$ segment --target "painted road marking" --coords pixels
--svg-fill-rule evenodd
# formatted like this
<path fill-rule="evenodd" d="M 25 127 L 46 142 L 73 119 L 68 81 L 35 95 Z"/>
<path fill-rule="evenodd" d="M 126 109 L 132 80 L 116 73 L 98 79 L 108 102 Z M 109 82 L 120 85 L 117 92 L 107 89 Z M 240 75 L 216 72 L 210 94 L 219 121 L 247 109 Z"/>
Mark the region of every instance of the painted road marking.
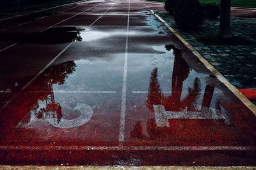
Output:
<path fill-rule="evenodd" d="M 102 4 L 102 3 L 100 3 Z M 92 9 L 92 8 L 98 6 L 98 4 L 88 10 L 89 10 L 90 9 Z M 106 11 L 105 11 L 101 16 L 100 16 L 97 20 L 99 20 L 99 18 L 102 17 L 102 16 L 104 15 L 105 15 L 115 4 L 112 5 L 111 7 L 109 7 L 108 10 Z M 82 12 L 83 13 L 83 12 Z M 93 22 L 93 23 L 95 23 L 95 22 Z M 90 25 L 90 27 L 91 27 L 92 25 L 91 24 Z M 50 66 L 64 52 L 65 52 L 67 50 L 67 48 L 68 48 L 69 46 L 70 46 L 71 45 L 72 45 L 74 43 L 74 42 L 72 42 L 70 43 L 69 43 L 67 46 L 66 46 L 66 47 L 61 51 L 60 52 L 60 53 L 59 53 L 51 61 L 50 61 L 40 71 L 39 71 L 29 82 L 28 82 L 22 89 L 20 92 L 22 92 L 24 91 L 24 90 L 25 90 L 40 74 L 41 74 L 44 71 L 45 71 L 45 69 L 49 67 L 49 66 Z M 0 51 L 1 52 L 1 51 Z M 9 101 L 6 101 L 4 104 L 0 108 L 0 113 L 2 111 L 2 110 L 6 108 L 13 100 L 14 100 L 17 96 L 19 96 L 19 94 L 17 95 L 14 95 Z"/>
<path fill-rule="evenodd" d="M 86 1 L 79 1 L 79 2 L 80 2 L 79 3 L 83 3 L 83 2 L 85 2 L 87 0 L 86 0 Z M 63 4 L 63 5 L 61 5 L 61 6 L 49 8 L 47 8 L 47 9 L 44 9 L 44 10 L 39 10 L 39 11 L 36 11 L 33 12 L 31 13 L 39 13 L 39 12 L 42 12 L 42 11 L 47 11 L 47 10 L 52 10 L 52 9 L 54 9 L 54 8 L 60 8 L 60 7 L 68 6 L 68 5 L 72 5 L 72 4 L 79 4 L 79 3 L 77 3 L 79 2 L 75 2 L 75 3 L 70 3 L 70 4 Z M 22 15 L 15 15 L 15 16 L 13 16 L 13 17 L 0 19 L 0 21 L 9 20 L 9 19 L 12 19 L 12 18 L 17 18 L 17 17 L 20 17 L 26 16 L 26 15 L 29 15 L 29 14 L 31 14 L 31 13 L 24 13 L 24 14 L 22 14 Z"/>
<path fill-rule="evenodd" d="M 44 93 L 47 91 L 30 91 L 28 93 Z M 81 94 L 115 94 L 116 91 L 53 91 L 54 94 L 68 94 L 68 93 L 81 93 Z"/>
<path fill-rule="evenodd" d="M 42 112 L 42 110 L 45 110 L 45 106 L 39 106 L 35 111 L 30 112 L 30 121 L 25 124 L 20 122 L 16 127 L 29 128 L 33 125 L 35 122 L 40 120 L 40 118 L 37 117 L 37 114 L 35 114 L 35 113 Z M 54 115 L 56 114 L 56 110 L 54 110 L 48 111 L 45 111 L 45 112 L 44 112 L 44 120 L 55 127 L 60 129 L 70 129 L 77 127 L 86 124 L 91 120 L 93 113 L 93 110 L 90 106 L 84 103 L 79 103 L 76 104 L 72 111 L 79 112 L 80 116 L 73 119 L 65 119 L 61 117 L 61 118 L 58 120 L 58 113 L 57 115 L 55 115 L 54 117 L 49 116 Z"/>
<path fill-rule="evenodd" d="M 65 21 L 68 20 L 69 20 L 69 19 L 70 19 L 70 18 L 73 18 L 73 17 L 76 17 L 76 16 L 77 16 L 77 15 L 80 15 L 80 14 L 82 14 L 82 13 L 84 13 L 84 12 L 86 12 L 86 11 L 87 11 L 91 10 L 92 8 L 94 8 L 94 7 L 95 7 L 95 6 L 98 6 L 98 5 L 99 5 L 99 4 L 102 4 L 102 3 L 103 3 L 97 4 L 97 5 L 93 6 L 90 8 L 89 9 L 87 9 L 87 10 L 85 10 L 85 11 L 83 11 L 81 12 L 81 13 L 77 13 L 77 14 L 76 14 L 76 15 L 73 15 L 73 16 L 72 16 L 72 17 L 68 17 L 68 18 L 67 18 L 67 19 L 65 19 L 65 20 L 62 20 L 62 21 L 61 21 L 61 22 L 58 22 L 58 23 L 56 23 L 56 24 L 54 24 L 54 25 L 51 25 L 51 26 L 50 26 L 50 27 L 47 27 L 47 28 L 44 29 L 44 30 L 40 31 L 39 32 L 39 33 L 42 33 L 42 32 L 43 32 L 44 31 L 46 31 L 46 30 L 47 30 L 47 29 L 50 29 L 50 28 L 52 28 L 52 27 L 54 27 L 54 26 L 57 25 L 58 24 L 61 24 L 61 23 L 62 23 L 62 22 L 65 22 Z M 6 46 L 6 47 L 5 47 L 5 48 L 3 48 L 3 49 L 0 50 L 0 52 L 2 52 L 3 51 L 4 51 L 4 50 L 7 50 L 7 49 L 9 49 L 10 48 L 11 48 L 11 47 L 12 47 L 12 46 L 15 46 L 15 45 L 17 45 L 17 44 L 19 44 L 19 43 L 21 43 L 21 42 L 22 42 L 22 41 L 19 41 L 19 42 L 17 42 L 17 43 L 13 43 L 13 44 L 10 45 L 10 46 Z"/>
<path fill-rule="evenodd" d="M 253 146 L 24 146 L 4 145 L 0 150 L 113 150 L 113 151 L 216 151 L 216 150 L 256 150 Z"/>
<path fill-rule="evenodd" d="M 197 111 L 166 111 L 163 105 L 153 105 L 156 116 L 156 122 L 158 127 L 170 127 L 169 119 L 208 119 L 225 120 L 225 117 L 220 110 L 214 108 L 201 107 Z"/>
<path fill-rule="evenodd" d="M 129 27 L 130 22 L 130 5 L 131 2 L 129 1 L 128 17 L 127 17 L 127 27 L 126 29 L 126 41 L 125 41 L 125 53 L 124 57 L 124 76 L 123 76 L 123 86 L 122 89 L 121 98 L 121 114 L 120 120 L 119 129 L 119 141 L 124 141 L 124 130 L 125 125 L 125 111 L 126 111 L 126 89 L 127 81 L 127 60 L 128 60 L 128 38 L 129 38 Z"/>
<path fill-rule="evenodd" d="M 74 6 L 74 7 L 72 7 L 72 8 L 68 8 L 68 9 L 66 9 L 66 10 L 60 11 L 59 11 L 59 12 L 64 12 L 64 11 L 68 11 L 68 10 L 72 10 L 72 9 L 74 9 L 74 8 L 78 8 L 78 7 L 81 7 L 81 6 L 83 6 L 86 5 L 86 4 L 88 4 L 88 3 L 84 3 L 83 4 L 85 4 L 79 5 L 79 6 Z M 59 12 L 58 12 L 58 13 L 59 13 Z M 54 12 L 52 12 L 52 13 L 54 13 Z M 33 20 L 31 20 L 31 21 L 28 21 L 28 22 L 25 22 L 19 24 L 17 24 L 17 25 L 15 25 L 10 27 L 7 27 L 7 28 L 1 29 L 1 30 L 0 30 L 0 32 L 4 31 L 6 31 L 6 30 L 8 30 L 8 29 L 12 29 L 12 28 L 15 28 L 15 27 L 19 27 L 19 26 L 21 26 L 21 25 L 25 25 L 25 24 L 29 24 L 29 23 L 33 22 L 34 21 L 36 21 L 36 20 L 40 20 L 40 19 L 42 19 L 42 18 L 47 18 L 47 17 L 52 17 L 52 16 L 50 15 L 50 16 L 42 17 L 36 18 L 36 19 Z"/>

--------

Given exercise>
Retype the records above without any change, from their first line up to and including the line that contains "Mark the region".

Problem solution>
$ segment --target "painted road marking" --coords pixels
--svg-fill-rule evenodd
# formatted like this
<path fill-rule="evenodd" d="M 25 127 L 46 142 L 73 119 L 68 81 L 35 95 Z"/>
<path fill-rule="evenodd" d="M 126 109 L 132 80 L 116 73 L 98 79 L 108 102 Z M 109 82 L 120 85 L 117 92 L 107 89 Z M 240 75 L 216 72 L 210 94 L 219 121 L 247 109 Z"/>
Mark the region of every instance of the painted road marking.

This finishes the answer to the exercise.